• [Your objective]: The entries are to be duplicated exactly, with nothing left out.
"""
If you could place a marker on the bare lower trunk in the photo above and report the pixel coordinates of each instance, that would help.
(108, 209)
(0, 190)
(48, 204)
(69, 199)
"""
• [Result]:
If you could place a marker on the bare lower trunk in the photo above and report the pixel coordinates of each instance, that would help.
(108, 209)
(0, 190)
(48, 204)
(69, 199)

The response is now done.